### Written problem
Reproduce every one of the records below verbatim, line for line, with no changes.

### Record list
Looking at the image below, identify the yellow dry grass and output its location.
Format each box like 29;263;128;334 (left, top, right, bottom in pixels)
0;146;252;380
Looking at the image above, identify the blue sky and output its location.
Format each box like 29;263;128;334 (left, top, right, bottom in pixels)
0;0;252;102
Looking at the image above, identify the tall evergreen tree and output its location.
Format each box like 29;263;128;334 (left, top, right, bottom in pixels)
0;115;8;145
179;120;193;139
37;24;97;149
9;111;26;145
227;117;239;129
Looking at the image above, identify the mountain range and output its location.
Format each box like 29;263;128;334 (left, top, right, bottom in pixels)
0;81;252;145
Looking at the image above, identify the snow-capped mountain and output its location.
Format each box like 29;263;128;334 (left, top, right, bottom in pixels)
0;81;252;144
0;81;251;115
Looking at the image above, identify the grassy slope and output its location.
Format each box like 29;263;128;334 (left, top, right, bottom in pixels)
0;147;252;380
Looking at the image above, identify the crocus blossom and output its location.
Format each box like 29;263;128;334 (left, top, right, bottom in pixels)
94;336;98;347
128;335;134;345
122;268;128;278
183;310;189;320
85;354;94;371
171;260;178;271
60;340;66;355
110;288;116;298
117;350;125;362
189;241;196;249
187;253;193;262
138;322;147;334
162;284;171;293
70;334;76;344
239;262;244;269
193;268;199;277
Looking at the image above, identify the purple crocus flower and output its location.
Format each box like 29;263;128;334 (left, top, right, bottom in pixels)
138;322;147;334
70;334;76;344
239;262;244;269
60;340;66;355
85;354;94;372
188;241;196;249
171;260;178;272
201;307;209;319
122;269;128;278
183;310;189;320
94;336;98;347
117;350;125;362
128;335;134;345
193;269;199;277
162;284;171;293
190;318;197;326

### Exercise output
Looking at the image below, identify the yellow dry grass and output its location.
Format each box like 29;263;128;334 (left, top, right, bottom in pixels)
0;146;252;380
Looking at the image above, identify the blue sky and output its location.
Format each box like 29;263;128;334 (left, top, right, bottom in pixels)
0;0;252;102
Looking at the image above, identify the tall evergreen tree and output its location.
Format each box like 29;263;128;334 (left, top, right, bottom in pixels)
0;115;8;145
179;120;193;139
37;24;97;149
9;111;26;145
227;117;239;129
Looking at the image above, identify the mountain range and output its location.
Format each box like 29;263;128;334 (left, top, right, bottom in pixels)
0;81;252;145
Looking at the image above, identify the snow-capped mountain and output its location.
Format each box like 29;263;128;334 (left, top, right, bottom in pixels)
0;81;252;144
0;81;251;115
Looking at the image above, identify the grassy slope and output its location.
Format each box like 29;263;128;334 (left, top, right, bottom in pixels)
0;147;252;380
Looking at the image above, identify the crocus blossom and output its location.
Format each box like 29;263;128;334 (left, top, right, bottom in pixels)
94;336;98;347
128;335;134;345
122;268;128;278
183;310;189;320
85;354;94;371
171;260;178;271
60;340;66;355
110;288;116;298
117;350;125;362
189;241;196;249
187;253;193;262
138;322;147;334
162;284;171;293
70;334;76;344
239;262;244;269
193;268;199;277
Looking at the image above, identify the purple crocus flower and output its location.
Format each box like 29;263;128;334 (left, top, right, bottom in pixels)
138;322;147;334
70;334;76;344
239;262;244;269
60;340;66;355
85;354;94;372
188;241;196;249
171;260;178;272
201;307;209;319
122;269;128;278
183;310;189;320
94;336;98;347
117;350;125;362
128;335;134;345
193;269;199;277
162;284;171;293
190;318;197;326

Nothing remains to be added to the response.